# Data under study
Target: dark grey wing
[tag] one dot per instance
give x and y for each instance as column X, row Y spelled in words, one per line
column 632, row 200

--

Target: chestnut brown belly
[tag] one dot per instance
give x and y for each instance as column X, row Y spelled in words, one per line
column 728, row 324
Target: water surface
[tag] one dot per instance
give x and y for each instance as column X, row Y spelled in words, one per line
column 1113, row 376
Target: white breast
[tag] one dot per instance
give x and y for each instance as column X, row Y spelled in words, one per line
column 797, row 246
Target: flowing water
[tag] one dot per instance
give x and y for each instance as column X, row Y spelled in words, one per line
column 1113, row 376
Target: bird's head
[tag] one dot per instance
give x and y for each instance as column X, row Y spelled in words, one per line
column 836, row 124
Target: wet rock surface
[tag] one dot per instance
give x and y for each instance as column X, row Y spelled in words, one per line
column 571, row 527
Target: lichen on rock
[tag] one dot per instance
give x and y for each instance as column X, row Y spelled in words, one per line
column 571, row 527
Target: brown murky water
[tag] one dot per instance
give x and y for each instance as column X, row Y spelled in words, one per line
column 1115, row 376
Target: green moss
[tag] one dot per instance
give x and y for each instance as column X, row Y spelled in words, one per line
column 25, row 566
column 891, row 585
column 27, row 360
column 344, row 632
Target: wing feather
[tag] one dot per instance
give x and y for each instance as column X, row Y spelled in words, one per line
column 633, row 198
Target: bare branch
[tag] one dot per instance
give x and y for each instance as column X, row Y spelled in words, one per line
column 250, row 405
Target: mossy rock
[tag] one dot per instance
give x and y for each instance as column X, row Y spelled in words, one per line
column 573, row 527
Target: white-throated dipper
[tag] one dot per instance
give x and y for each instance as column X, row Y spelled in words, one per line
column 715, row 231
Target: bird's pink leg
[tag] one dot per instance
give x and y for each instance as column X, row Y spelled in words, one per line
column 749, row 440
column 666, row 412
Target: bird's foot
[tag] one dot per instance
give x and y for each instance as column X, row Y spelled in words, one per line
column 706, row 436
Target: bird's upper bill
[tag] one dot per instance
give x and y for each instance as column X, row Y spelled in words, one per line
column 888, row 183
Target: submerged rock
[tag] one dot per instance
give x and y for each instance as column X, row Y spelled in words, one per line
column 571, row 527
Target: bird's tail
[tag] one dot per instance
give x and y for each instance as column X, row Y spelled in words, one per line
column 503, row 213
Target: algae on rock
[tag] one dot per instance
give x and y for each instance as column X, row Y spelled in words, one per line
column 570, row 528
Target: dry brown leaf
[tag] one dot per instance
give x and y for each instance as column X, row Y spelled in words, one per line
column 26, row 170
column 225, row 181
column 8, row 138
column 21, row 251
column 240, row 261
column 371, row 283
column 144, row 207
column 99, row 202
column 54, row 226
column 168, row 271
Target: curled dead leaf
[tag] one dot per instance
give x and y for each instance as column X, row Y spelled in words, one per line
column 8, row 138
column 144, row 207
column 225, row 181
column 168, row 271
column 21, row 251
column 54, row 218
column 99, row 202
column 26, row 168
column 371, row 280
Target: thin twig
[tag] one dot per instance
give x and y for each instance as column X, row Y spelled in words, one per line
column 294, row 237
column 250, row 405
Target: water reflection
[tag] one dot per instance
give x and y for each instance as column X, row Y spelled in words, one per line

...

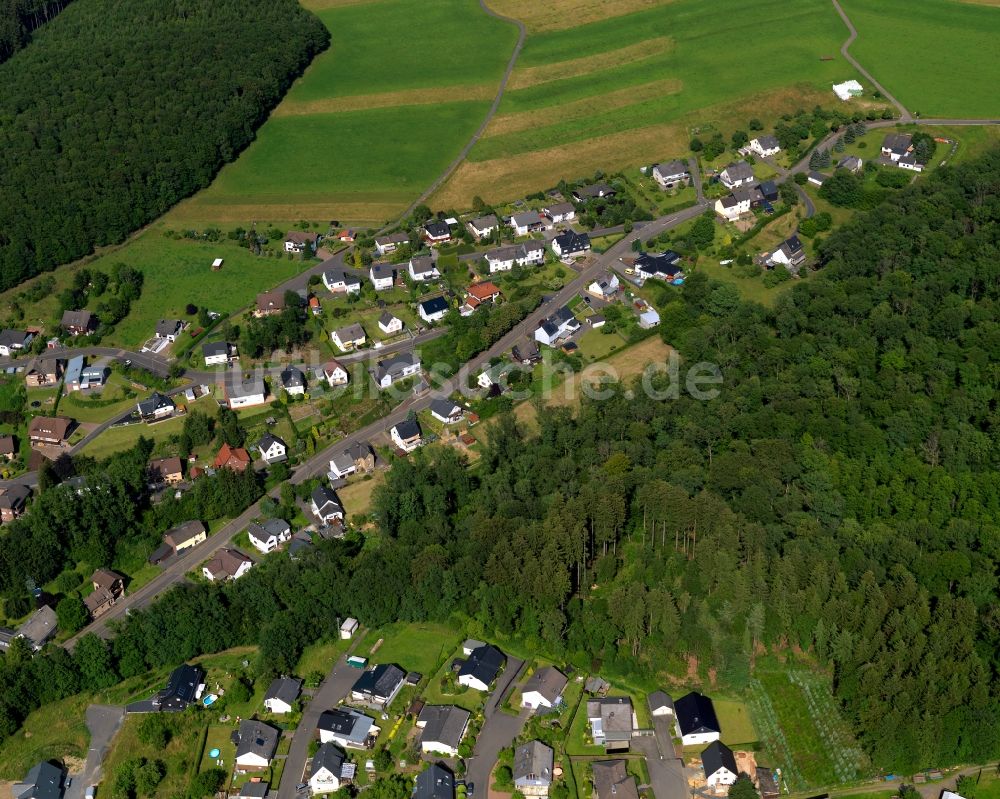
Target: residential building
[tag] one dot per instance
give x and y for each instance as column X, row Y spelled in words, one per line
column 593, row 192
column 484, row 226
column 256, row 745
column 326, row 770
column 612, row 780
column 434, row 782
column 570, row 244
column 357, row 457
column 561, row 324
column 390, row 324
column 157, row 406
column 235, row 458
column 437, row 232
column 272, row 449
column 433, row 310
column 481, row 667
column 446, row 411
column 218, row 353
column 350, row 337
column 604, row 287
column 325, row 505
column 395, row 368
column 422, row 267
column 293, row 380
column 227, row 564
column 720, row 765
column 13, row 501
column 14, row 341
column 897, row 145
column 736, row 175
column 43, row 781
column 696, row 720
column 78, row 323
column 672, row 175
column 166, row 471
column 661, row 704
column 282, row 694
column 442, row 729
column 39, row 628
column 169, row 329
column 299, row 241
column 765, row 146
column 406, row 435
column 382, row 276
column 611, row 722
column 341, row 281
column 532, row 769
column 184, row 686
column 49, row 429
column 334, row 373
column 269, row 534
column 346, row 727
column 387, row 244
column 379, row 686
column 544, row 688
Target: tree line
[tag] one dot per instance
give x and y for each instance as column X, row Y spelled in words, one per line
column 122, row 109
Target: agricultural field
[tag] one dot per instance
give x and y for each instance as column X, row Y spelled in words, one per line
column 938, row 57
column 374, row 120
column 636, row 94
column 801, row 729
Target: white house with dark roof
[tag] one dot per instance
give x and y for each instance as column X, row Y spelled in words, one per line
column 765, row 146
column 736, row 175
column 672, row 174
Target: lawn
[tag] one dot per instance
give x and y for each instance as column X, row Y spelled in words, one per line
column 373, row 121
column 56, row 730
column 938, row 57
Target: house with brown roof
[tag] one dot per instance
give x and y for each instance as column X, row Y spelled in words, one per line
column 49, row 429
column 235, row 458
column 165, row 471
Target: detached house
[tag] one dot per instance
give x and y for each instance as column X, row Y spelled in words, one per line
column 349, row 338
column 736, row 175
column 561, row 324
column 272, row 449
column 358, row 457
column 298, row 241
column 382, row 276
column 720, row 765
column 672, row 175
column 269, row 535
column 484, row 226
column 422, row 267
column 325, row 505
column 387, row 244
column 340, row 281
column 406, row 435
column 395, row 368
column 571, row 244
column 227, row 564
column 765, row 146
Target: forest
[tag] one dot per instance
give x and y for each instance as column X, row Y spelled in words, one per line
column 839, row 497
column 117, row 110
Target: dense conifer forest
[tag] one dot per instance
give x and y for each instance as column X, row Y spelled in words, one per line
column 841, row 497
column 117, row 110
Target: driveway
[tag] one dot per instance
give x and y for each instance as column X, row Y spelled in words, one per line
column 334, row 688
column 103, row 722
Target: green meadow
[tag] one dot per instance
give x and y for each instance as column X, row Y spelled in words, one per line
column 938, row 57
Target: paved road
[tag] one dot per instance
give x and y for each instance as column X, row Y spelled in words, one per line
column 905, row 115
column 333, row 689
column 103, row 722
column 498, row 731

# Requirement
All that is needed is how many lines of the data contain "house", stated as a number.

# Written solution
3